**提供テキスト**.

● ● ● ● ●

小林化工の水虫薬に睡眠薬の成分が混入した問題を発端に発生した医薬品供給不安。現在でも未だ供給不安の状況は続いており、特にジェネリックで薬剤の入手が難しい状況が続いています。ここまで長引く供給不安はなぜ起こったのか、その原因と供給不安解消のためにはどのようなことが必要なのか。「医薬品の迅速・安定供給実現に向けた総合対策に関する有識者検討会」のメンバーでもあり医薬品政策に詳しい神奈川県立保健福祉大学教授の坂巻弘之氏にお話を伺いました。
コンプライアンス意識の低さとガバナンスの機能不全
どのような事情があるとしても、医薬品の品質管理と安定供給は、医薬品を製造販売する企業の最も重要な責務です。必要な品質管理試験を行っていなかった、あるいは試験結果のデータ改ざんなどは悪質であるとしかいいようがありませんが、いずれにしても法令遵守に対するコンプライアンス意識の低さとガバナンスが機能していなかったことが原因にあることは明確です。

● ● ● ● ●

**データ**.
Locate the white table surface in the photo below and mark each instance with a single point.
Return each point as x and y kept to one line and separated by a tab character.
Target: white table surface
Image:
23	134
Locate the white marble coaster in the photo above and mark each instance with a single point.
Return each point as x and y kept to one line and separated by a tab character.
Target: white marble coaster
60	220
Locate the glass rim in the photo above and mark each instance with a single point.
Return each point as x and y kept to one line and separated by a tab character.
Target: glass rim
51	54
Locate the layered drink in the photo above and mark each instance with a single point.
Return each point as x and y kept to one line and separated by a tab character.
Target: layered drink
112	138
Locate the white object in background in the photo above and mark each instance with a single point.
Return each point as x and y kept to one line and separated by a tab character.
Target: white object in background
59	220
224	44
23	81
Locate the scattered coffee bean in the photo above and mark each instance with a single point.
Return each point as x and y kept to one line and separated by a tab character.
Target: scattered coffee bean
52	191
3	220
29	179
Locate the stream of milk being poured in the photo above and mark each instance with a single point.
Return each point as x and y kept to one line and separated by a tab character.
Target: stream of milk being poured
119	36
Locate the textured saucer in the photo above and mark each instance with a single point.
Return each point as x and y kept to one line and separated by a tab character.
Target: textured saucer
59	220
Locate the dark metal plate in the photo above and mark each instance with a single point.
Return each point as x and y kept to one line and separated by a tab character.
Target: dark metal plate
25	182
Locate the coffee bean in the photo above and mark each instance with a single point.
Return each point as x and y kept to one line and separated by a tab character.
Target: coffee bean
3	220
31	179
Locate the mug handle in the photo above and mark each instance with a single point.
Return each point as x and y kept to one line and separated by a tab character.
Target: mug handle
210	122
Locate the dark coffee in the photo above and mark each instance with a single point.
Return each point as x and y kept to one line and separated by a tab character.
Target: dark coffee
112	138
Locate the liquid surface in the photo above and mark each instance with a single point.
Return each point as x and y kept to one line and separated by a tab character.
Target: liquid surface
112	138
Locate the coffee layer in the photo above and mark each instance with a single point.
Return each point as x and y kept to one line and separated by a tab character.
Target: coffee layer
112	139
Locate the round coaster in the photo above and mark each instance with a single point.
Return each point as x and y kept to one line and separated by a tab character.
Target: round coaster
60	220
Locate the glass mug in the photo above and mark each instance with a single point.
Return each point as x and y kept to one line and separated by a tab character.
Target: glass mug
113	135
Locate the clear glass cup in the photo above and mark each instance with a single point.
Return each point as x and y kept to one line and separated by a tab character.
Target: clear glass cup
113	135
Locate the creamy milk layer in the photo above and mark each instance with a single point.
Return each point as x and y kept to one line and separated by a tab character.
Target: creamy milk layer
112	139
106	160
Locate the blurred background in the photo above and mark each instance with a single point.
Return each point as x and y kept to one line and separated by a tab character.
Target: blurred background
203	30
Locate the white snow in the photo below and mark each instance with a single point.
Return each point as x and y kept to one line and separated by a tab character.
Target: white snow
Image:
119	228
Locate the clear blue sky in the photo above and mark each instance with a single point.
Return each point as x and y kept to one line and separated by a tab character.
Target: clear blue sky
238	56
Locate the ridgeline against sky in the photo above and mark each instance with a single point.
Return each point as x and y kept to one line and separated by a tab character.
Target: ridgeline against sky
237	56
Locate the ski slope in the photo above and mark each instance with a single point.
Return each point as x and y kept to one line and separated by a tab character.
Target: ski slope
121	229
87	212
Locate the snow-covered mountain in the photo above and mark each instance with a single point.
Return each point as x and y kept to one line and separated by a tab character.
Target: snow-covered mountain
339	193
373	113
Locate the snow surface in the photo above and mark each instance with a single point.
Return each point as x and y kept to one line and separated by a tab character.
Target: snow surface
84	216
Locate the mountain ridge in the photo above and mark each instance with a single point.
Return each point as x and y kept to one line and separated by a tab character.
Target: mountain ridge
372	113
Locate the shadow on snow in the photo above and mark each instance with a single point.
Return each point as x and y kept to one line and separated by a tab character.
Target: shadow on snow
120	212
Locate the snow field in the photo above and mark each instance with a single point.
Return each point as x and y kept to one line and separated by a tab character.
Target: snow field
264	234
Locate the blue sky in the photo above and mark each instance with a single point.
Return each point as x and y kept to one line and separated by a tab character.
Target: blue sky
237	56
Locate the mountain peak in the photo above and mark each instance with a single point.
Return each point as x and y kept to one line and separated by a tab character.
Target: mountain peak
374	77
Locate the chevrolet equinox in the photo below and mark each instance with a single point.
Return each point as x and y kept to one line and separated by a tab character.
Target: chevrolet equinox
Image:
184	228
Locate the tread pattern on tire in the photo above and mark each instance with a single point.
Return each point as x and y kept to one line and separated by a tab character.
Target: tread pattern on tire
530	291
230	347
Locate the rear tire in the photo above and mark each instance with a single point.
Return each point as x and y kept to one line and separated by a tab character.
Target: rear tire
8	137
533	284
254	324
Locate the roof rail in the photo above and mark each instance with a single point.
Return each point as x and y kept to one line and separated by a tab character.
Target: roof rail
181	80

● ● ● ● ●

**やること一覧**.
#1 医薬品供給不安についての文章から、「小林化工の水虫薬に睡眠薬の成」から「が原因にあることは明確です。」までを、両端の語句も含めて打ち直してください。
#2 医薬品供給不安についての文章で、坂巻弘之氏はどこの大学の何という職位の人物として紹介されているか。

**各問の答え**.
#1
小林化工の水虫薬に睡眠薬の成分が混入した問題を発端に発生した医薬品供給不安。現在でも未だ供給不安の状況は続いており、特にジェネリックで薬剤の入手が難しい状況が続いています。ここまで長引く供給不安はなぜ起こったのか、その原因と供給不安解消のためにはどのようなことが必要なのか。「医薬品の迅速・安定供給実現に向けた総合対策に関する有識者検討会」のメンバーでもあり医薬品政策に詳しい神奈川県立保健福祉大学教授の坂巻弘之氏にお話を伺いました。
コンプライアンス意識の低さとガバナンスの機能不全
どのような事情があるとしても、医薬品の品質管理と安定供給は、医薬品を製造販売する企業の最も重要な責務です。必要な品質管理試験を行っていなかった、あるいは試験結果のデータ改ざんなどは悪質であるとしかいいようがありませんが、いずれにしても法令遵守に対するコンプライアンス意識の低さとガバナンスが機能していなかったことが原因にあることは明確です。

#2 神奈川県立保健福祉大学の教授